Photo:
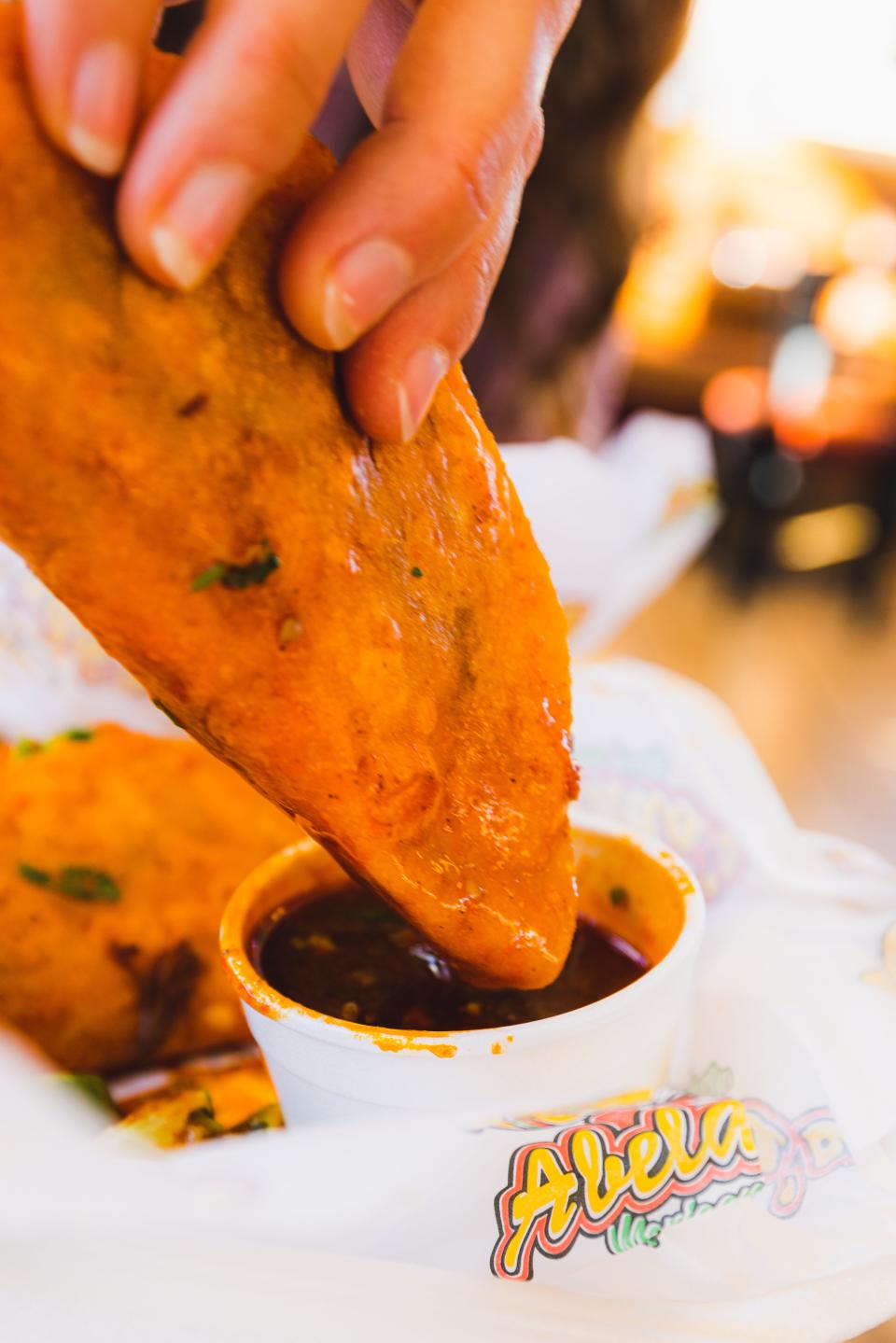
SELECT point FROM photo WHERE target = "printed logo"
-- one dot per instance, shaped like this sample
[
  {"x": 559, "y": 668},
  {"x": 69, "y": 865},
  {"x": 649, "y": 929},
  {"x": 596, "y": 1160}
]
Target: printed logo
[{"x": 623, "y": 1175}]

DIRECTIONS:
Rescale all of the records above by reproducing every line, requests included, with each x and y coordinate in the answers multiplied by 2.6 and rounded to a whole number, halves rounded up. Keep the sample coordinates within the requests unchanged, and omit the pictures from your reply.

ANSWER IN FULL:
Photo:
SELECT point FROM photo WHERE target = "printed logo"
-- one dot per instance, shaped like this sample
[
  {"x": 559, "y": 668},
  {"x": 69, "y": 865},
  {"x": 649, "y": 929},
  {"x": 596, "y": 1160}
]
Target: printed logo
[{"x": 1620, "y": 3055}]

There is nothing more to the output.